* **About this task**:
Pick every line with "green" from the material below.

* **Supplied entries**:
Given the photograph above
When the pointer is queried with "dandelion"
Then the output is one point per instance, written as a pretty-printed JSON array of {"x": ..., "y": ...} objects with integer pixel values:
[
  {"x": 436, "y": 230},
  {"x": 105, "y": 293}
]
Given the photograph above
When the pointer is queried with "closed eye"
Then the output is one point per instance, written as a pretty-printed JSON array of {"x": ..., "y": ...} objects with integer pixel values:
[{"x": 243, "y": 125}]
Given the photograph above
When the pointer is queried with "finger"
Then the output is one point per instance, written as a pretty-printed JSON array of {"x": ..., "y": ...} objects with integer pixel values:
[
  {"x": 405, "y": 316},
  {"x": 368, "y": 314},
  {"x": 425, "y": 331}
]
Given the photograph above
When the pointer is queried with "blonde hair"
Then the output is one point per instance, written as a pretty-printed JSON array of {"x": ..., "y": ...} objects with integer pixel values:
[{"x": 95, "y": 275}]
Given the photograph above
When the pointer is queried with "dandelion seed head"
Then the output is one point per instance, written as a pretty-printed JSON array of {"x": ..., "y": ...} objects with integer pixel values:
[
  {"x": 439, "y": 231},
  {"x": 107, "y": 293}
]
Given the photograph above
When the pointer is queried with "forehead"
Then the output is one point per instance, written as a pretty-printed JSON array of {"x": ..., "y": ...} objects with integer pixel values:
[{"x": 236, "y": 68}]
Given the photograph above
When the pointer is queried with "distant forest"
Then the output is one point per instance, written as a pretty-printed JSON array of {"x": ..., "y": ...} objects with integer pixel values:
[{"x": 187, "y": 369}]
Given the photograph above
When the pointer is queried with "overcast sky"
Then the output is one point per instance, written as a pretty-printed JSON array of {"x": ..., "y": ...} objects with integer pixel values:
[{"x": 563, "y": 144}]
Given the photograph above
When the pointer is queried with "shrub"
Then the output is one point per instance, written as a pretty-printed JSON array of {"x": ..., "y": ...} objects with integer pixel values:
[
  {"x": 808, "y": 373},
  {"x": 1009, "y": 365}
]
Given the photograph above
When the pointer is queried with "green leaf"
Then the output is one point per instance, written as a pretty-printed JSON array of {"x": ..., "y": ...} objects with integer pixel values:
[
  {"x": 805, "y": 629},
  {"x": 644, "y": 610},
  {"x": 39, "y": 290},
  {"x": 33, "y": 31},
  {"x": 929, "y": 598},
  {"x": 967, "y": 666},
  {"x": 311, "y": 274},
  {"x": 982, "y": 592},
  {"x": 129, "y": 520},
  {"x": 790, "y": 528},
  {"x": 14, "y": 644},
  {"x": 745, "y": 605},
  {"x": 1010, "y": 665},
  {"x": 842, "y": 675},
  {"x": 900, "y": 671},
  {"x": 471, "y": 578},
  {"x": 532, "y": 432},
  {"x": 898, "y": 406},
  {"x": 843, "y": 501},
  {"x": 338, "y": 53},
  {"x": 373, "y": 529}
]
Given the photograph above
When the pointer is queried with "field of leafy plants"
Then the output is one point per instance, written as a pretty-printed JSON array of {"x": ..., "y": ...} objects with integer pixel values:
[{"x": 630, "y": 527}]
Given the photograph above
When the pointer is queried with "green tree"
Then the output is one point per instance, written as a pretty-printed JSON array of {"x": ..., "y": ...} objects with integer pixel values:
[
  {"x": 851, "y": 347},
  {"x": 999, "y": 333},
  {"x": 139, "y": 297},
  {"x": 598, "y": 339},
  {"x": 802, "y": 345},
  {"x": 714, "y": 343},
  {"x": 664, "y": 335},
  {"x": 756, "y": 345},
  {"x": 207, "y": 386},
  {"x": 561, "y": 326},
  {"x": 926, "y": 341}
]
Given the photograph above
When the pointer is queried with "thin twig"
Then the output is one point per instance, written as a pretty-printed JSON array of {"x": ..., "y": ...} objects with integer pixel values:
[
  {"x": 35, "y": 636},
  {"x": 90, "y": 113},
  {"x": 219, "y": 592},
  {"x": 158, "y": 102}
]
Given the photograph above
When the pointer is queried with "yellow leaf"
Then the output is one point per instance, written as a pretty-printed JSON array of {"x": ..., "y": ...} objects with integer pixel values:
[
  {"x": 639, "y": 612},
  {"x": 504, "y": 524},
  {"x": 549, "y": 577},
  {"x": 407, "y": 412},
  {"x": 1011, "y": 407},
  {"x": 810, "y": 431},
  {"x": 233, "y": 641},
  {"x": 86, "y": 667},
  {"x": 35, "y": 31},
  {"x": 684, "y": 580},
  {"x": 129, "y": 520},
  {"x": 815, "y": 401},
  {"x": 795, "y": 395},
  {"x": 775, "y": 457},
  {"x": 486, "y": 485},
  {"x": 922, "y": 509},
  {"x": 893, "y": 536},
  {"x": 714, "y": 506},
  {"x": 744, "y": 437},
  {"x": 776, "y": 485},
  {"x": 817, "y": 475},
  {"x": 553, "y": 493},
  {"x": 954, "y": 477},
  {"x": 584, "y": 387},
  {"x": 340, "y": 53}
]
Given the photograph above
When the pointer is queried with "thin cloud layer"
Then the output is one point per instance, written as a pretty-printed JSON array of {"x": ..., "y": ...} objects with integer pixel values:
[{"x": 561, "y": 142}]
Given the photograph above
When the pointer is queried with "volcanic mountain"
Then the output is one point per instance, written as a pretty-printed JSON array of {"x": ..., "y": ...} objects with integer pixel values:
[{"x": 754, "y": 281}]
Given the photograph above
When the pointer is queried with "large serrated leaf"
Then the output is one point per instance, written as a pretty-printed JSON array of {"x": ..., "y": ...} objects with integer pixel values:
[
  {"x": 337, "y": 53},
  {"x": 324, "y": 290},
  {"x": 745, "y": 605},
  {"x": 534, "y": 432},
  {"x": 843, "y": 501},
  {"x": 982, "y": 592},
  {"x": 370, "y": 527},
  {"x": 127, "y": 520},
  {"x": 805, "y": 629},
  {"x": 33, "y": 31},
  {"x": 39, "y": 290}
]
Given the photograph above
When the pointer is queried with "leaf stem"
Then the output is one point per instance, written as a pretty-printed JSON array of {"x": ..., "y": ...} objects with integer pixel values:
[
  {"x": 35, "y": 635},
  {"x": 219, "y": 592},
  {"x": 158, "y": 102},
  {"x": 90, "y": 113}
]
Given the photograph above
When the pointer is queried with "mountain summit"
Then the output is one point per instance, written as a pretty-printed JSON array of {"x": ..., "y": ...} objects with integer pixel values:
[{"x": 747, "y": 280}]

* **The answer**:
When the pointer is queried with "green leaf"
When the pointer is queried with "green tree"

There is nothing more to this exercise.